<<<<

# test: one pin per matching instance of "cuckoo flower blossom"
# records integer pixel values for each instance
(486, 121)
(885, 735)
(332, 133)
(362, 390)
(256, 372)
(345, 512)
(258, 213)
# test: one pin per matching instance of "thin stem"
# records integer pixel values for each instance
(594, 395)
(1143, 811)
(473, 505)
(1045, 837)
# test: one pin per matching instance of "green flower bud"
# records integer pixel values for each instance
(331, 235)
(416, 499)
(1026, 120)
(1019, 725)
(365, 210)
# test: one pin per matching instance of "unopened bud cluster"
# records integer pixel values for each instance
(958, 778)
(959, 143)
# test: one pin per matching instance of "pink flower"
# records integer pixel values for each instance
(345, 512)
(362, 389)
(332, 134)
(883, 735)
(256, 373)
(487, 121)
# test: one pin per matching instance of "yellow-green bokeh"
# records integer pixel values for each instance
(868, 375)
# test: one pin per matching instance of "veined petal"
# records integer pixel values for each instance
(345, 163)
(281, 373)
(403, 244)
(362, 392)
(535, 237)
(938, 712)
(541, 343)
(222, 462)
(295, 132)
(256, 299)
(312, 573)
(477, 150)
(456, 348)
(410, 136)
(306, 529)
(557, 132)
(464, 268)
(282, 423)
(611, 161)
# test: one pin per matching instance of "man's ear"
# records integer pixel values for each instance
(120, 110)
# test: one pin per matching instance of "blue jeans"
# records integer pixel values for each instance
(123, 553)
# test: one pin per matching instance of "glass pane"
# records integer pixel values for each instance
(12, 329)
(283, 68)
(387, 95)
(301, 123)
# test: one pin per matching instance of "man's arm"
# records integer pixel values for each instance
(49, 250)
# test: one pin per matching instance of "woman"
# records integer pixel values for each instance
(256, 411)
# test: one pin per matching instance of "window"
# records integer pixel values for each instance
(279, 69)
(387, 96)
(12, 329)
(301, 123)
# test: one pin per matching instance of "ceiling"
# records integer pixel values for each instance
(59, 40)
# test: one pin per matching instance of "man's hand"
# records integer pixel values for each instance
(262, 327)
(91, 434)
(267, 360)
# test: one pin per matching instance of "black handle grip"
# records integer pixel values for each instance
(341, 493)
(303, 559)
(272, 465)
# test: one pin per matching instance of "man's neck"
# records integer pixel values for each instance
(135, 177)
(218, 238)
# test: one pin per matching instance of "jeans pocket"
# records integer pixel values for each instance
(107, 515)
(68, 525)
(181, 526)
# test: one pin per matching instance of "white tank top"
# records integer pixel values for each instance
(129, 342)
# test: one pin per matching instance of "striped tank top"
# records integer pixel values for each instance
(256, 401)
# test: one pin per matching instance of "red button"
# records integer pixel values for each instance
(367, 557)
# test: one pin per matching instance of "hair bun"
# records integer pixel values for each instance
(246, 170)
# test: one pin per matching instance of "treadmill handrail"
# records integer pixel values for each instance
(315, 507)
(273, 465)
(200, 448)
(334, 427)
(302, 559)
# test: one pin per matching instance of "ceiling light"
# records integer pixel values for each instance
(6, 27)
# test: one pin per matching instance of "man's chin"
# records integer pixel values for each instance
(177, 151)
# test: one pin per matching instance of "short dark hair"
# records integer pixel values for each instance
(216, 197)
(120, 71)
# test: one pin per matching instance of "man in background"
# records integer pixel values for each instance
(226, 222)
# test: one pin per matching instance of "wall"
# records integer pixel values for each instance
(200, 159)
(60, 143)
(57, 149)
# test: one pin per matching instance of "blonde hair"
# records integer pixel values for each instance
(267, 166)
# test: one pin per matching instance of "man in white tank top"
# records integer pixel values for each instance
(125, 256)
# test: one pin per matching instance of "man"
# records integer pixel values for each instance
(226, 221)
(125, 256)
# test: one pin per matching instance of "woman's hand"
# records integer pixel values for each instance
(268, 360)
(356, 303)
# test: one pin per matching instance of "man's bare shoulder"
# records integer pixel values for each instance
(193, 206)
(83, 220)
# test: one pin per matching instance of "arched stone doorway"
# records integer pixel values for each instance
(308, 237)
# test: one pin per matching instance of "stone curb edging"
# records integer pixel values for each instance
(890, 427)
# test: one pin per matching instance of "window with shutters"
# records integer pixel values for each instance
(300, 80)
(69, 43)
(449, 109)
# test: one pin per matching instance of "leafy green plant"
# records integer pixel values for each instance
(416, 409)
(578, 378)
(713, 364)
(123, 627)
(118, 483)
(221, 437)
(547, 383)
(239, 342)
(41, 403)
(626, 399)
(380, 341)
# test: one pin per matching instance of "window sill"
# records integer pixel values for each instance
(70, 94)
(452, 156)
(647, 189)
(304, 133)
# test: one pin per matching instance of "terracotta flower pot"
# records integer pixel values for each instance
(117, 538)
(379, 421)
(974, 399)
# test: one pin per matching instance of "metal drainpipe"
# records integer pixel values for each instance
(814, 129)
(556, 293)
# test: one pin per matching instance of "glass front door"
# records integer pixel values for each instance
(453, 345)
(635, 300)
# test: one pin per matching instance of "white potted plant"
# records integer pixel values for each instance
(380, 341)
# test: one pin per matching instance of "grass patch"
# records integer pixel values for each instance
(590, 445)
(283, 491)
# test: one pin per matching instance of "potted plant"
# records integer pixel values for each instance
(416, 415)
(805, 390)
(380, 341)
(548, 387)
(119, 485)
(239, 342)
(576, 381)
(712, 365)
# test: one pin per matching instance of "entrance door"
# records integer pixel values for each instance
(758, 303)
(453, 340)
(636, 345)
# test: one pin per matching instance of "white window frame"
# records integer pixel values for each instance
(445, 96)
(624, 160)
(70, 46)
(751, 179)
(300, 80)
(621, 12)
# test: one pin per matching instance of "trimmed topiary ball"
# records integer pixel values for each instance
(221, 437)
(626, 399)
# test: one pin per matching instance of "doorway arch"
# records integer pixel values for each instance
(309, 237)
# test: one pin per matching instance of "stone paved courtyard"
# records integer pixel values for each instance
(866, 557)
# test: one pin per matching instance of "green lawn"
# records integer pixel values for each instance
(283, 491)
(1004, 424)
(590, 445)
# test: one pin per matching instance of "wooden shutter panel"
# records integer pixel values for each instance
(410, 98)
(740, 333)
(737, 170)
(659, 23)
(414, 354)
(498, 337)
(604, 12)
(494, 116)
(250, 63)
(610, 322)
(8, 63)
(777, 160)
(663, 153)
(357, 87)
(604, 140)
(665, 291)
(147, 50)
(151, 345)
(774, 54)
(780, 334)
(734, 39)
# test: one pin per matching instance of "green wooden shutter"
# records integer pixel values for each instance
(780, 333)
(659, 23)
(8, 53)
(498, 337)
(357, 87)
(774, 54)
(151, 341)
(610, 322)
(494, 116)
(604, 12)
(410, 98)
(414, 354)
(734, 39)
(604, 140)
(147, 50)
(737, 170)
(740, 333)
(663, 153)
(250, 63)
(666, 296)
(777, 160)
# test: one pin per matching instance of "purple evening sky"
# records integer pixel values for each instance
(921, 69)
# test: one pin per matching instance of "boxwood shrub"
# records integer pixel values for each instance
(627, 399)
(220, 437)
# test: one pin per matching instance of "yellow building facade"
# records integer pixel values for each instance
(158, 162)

>>>>

* Task objective
Write out every line above as a JSON list of strings, one string for each line, leaving out blank lines.

* Worked solution
[
  "# test: one pin per matching instance of \"cuckoo flower blossom\"",
  "# records integer pixel values for each instance",
  "(486, 121)",
  "(885, 735)",
  "(332, 133)",
  "(362, 390)",
  "(256, 372)",
  "(345, 512)",
  "(258, 213)",
  "# test: one pin per matching instance of \"thin stem\"",
  "# records integer pixel values for each instance",
  "(594, 395)",
  "(1143, 811)",
  "(473, 505)",
  "(1045, 837)",
  "# test: one pin per matching instance of \"green flower bud\"",
  "# records integer pixel values for each instance",
  "(331, 235)",
  "(416, 499)",
  "(1026, 120)",
  "(1019, 725)",
  "(365, 210)",
  "# test: one pin per matching instance of \"unopened bud cluster\"",
  "# records integer pixel values for each instance",
  "(958, 778)",
  "(959, 143)",
  "# test: one pin per matching instance of \"pink flower\"",
  "# records integer pixel values for each instance",
  "(345, 512)",
  "(362, 389)",
  "(332, 134)",
  "(883, 735)",
  "(256, 373)",
  "(487, 121)",
  "# test: one pin per matching instance of \"yellow-green bokeh\"",
  "# records integer pixel values for each instance",
  "(868, 375)",
  "# test: one pin per matching instance of \"veined petal\"",
  "# records integer pixel values for each instance",
  "(345, 163)",
  "(281, 373)",
  "(403, 244)",
  "(362, 392)",
  "(535, 237)",
  "(938, 712)",
  "(541, 343)",
  "(222, 462)",
  "(295, 132)",
  "(256, 299)",
  "(312, 573)",
  "(477, 150)",
  "(456, 348)",
  "(410, 136)",
  "(306, 529)",
  "(557, 132)",
  "(464, 268)",
  "(282, 423)",
  "(611, 161)",
  "# test: one pin per matching instance of \"man's ear\"",
  "# records integer pixel values for each instance",
  "(120, 110)",
  "# test: one pin per matching instance of \"blue jeans\"",
  "# records integer pixel values for each instance",
  "(123, 553)",
  "# test: one pin per matching instance of \"glass pane\"",
  "# records integer pixel values for each instance",
  "(12, 329)",
  "(283, 68)",
  "(387, 95)",
  "(301, 123)",
  "# test: one pin per matching instance of \"man's arm\"",
  "# records integer pixel values for each instance",
  "(49, 250)",
  "# test: one pin per matching instance of \"woman\"",
  "# records integer pixel values for each instance",
  "(256, 411)",
  "# test: one pin per matching instance of \"window\"",
  "# records integer pixel values for each instance",
  "(279, 69)",
  "(387, 96)",
  "(12, 329)",
  "(301, 123)",
  "# test: one pin per matching instance of \"ceiling\"",
  "# records integer pixel values for each instance",
  "(59, 40)",
  "# test: one pin per matching instance of \"man's hand\"",
  "# records integer pixel values for each instance",
  "(262, 327)",
  "(91, 434)",
  "(267, 360)",
  "# test: one pin per matching instance of \"black handle grip\"",
  "# records integer pixel values for each instance",
  "(341, 493)",
  "(303, 559)",
  "(272, 465)",
  "# test: one pin per matching instance of \"man's neck\"",
  "# records integer pixel values for each instance",
  "(135, 177)",
  "(218, 238)",
  "# test: one pin per matching instance of \"jeans pocket\"",
  "# records integer pixel values for each instance",
  "(107, 515)",
  "(68, 525)",
  "(181, 526)",
  "# test: one pin per matching instance of \"white tank top\"",
  "# records integer pixel values for each instance",
  "(129, 342)",
  "# test: one pin per matching instance of \"striped tank top\"",
  "# records integer pixel values for each instance",
  "(256, 401)",
  "# test: one pin per matching instance of \"red button\"",
  "# records integer pixel values for each instance",
  "(367, 557)",
  "# test: one pin per matching instance of \"hair bun\"",
  "# records integer pixel values for each instance",
  "(246, 170)",
  "# test: one pin per matching instance of \"treadmill handrail\"",
  "# records integer pixel values for each instance",
  "(315, 507)",
  "(273, 465)",
  "(200, 448)",
  "(334, 427)",
  "(302, 559)",
  "# test: one pin per matching instance of \"ceiling light\"",
  "# records integer pixel values for each instance",
  "(6, 27)",
  "# test: one pin per matching instance of \"man's chin\"",
  "# records integer pixel values for each instance",
  "(177, 151)",
  "# test: one pin per matching instance of \"short dark hair\"",
  "# records integer pixel values for each instance",
  "(216, 197)",
  "(120, 71)",
  "# test: one pin per matching instance of \"man in background\"",
  "# records integer pixel values for each instance",
  "(226, 222)",
  "# test: one pin per matching instance of \"wall\"",
  "# records integer pixel values for each instance",
  "(200, 159)",
  "(60, 143)",
  "(57, 149)",
  "# test: one pin per matching instance of \"blonde hair\"",
  "# records integer pixel values for each instance",
  "(267, 166)",
  "# test: one pin per matching instance of \"man in white tank top\"",
  "# records integer pixel values for each instance",
  "(125, 256)",
  "# test: one pin per matching instance of \"man\"",
  "# records integer pixel values for each instance",
  "(226, 221)",
  "(125, 256)",
  "# test: one pin per matching instance of \"woman's hand\"",
  "# records integer pixel values for each instance",
  "(268, 360)",
  "(356, 303)",
  "# test: one pin per matching instance of \"man's bare shoulder\"",
  "# records integer pixel values for each instance",
  "(193, 206)",
  "(83, 220)",
  "# test: one pin per matching instance of \"arched stone doorway\"",
  "# records integer pixel values for each instance",
  "(308, 237)",
  "# test: one pin per matching instance of \"stone curb edging\"",
  "# records integer pixel values for each instance",
  "(890, 427)",
  "# test: one pin per matching instance of \"window with shutters\"",
  "# records integer pixel values for each instance",
  "(300, 80)",
  "(69, 43)",
  "(449, 109)",
  "# test: one pin per matching instance of \"leafy green plant\"",
  "# records integer pixel values for each instance",
  "(416, 409)",
  "(578, 378)",
  "(713, 364)",
  "(123, 627)",
  "(118, 483)",
  "(221, 437)",
  "(547, 383)",
  "(239, 342)",
  "(41, 403)",
  "(626, 399)",
  "(380, 341)",
  "# test: one pin per matching instance of \"window sill\"",
  "# records integer pixel values for each instance",
  "(70, 94)",
  "(452, 156)",
  "(647, 189)",
  "(304, 133)",
  "# test: one pin per matching instance of \"terracotta flower pot\"",
  "# records integer pixel values for each instance",
  "(117, 538)",
  "(379, 421)",
  "(974, 399)",
  "# test: one pin per matching instance of \"metal drainpipe\"",
  "# records integer pixel values for each instance",
  "(814, 129)",
  "(556, 293)",
  "# test: one pin per matching instance of \"glass front door\"",
  "# records integer pixel values for each instance",
  "(453, 345)",
  "(635, 300)",
  "# test: one pin per matching instance of \"white potted plant\"",
  "# records integer pixel values for each instance",
  "(380, 341)",
  "# test: one pin per matching instance of \"grass patch\"",
  "# records integer pixel values for each instance",
  "(590, 445)",
  "(283, 491)",
  "# test: one pin per matching instance of \"potted plant\"",
  "# records integer pixel values for each instance",
  "(416, 415)",
  "(805, 390)",
  "(380, 341)",
  "(548, 387)",
  "(119, 485)",
  "(239, 342)",
  "(576, 381)",
  "(712, 365)",
  "# test: one pin per matching instance of \"entrance door\"",
  "# records integer pixel values for each instance",
  "(758, 303)",
  "(453, 340)",
  "(636, 345)",
  "# test: one pin per matching instance of \"white window frame\"",
  "# records integer pixel values for each instance",
  "(445, 96)",
  "(624, 160)",
  "(70, 46)",
  "(751, 179)",
  "(300, 80)",
  "(621, 12)",
  "# test: one pin per matching instance of \"trimmed topiary ball\"",
  "# records integer pixel values for each instance",
  "(221, 437)",
  "(626, 399)",
  "# test: one pin per matching instance of \"doorway arch\"",
  "# records integer pixel values for each instance",
  "(309, 237)",
  "# test: one pin per matching instance of \"stone paved courtyard\"",
  "# records integer pixel values for each instance",
  "(866, 557)",
  "# test: one pin per matching instance of \"green lawn\"",
  "# records integer pixel values for each instance",
  "(283, 491)",
  "(1004, 424)",
  "(590, 445)",
  "# test: one pin per matching instance of \"wooden shutter panel\"",
  "# records integer pixel values for each instance",
  "(410, 98)",
  "(740, 333)",
  "(737, 170)",
  "(659, 23)",
  "(414, 354)",
  "(498, 337)",
  "(604, 12)",
  "(494, 116)",
  "(250, 63)",
  "(610, 322)",
  "(8, 63)",
  "(777, 160)",
  "(663, 153)",
  "(357, 87)",
  "(604, 140)",
  "(665, 291)",
  "(147, 50)",
  "(151, 345)",
  "(774, 54)",
  "(780, 334)",
  "(734, 39)",
  "# test: one pin per matching instance of \"green wooden shutter\"",
  "# records integer pixel values for each instance",
  "(780, 333)",
  "(659, 23)",
  "(8, 53)",
  "(498, 337)",
  "(357, 87)",
  "(774, 54)",
  "(151, 341)",
  "(610, 322)",
  "(494, 116)",
  "(604, 12)",
  "(410, 98)",
  "(414, 354)",
  "(734, 39)",
  "(604, 140)",
  "(147, 50)",
  "(737, 170)",
  "(740, 333)",
  "(663, 153)",
  "(250, 63)",
  "(666, 296)",
  "(777, 160)",
  "# test: one pin per matching instance of \"purple evening sky\"",
  "# records integer pixel values for each instance",
  "(921, 69)",
  "# test: one pin per matching instance of \"boxwood shrub\"",
  "# records integer pixel values for each instance",
  "(627, 399)",
  "(220, 437)",
  "# test: one pin per matching instance of \"yellow building facade\"",
  "# records integer pixel values for each instance",
  "(158, 162)"
]